• **The problem**
Render the data as a Markdown table with columns Row and Line, covering everything from the line containing "Can you find the blurred" down to the line containing "x=181, y=40", both included. Skip blank lines and leave the pictures out.

• **Raw records**
★ ★ ★
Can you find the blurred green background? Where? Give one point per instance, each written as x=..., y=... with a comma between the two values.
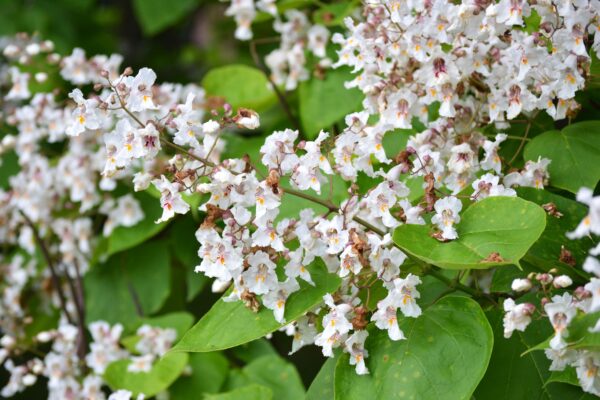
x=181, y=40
★ ★ ★
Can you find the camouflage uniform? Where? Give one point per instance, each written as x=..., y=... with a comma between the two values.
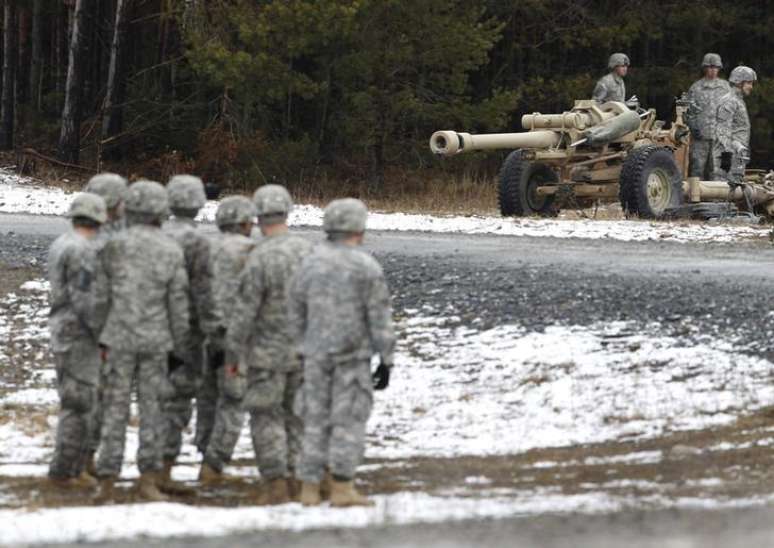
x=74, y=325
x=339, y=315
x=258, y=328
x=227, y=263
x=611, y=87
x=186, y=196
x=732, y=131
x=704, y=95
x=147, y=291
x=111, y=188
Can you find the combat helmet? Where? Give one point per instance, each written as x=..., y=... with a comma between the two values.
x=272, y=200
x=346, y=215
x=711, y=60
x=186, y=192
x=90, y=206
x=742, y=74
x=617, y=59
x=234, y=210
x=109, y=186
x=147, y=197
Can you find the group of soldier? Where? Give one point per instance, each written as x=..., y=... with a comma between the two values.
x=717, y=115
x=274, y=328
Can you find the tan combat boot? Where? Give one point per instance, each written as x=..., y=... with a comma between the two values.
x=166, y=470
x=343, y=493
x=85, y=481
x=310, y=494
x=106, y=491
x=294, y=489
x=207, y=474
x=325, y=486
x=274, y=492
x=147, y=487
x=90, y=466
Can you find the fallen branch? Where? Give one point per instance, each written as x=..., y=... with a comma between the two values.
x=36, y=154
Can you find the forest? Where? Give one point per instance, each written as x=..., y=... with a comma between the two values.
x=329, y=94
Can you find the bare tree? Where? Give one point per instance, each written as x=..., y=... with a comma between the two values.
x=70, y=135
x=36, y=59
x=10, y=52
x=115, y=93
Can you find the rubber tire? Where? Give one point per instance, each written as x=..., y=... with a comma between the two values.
★ ★ ★
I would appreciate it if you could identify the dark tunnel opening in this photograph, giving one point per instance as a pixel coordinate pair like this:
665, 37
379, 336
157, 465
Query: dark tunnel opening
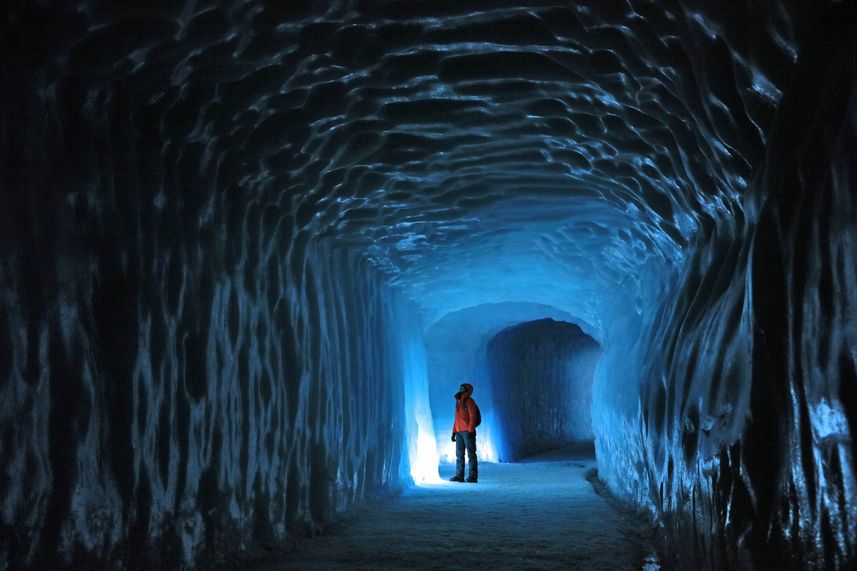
★ ★ ★
• **Exercise response**
| Row | Line |
|---|---|
| 1 | Can you find the blurred green background? Where? Give one point per instance, each written as x=..., y=... with a comma between the two values. |
| 2 | x=181, y=40 |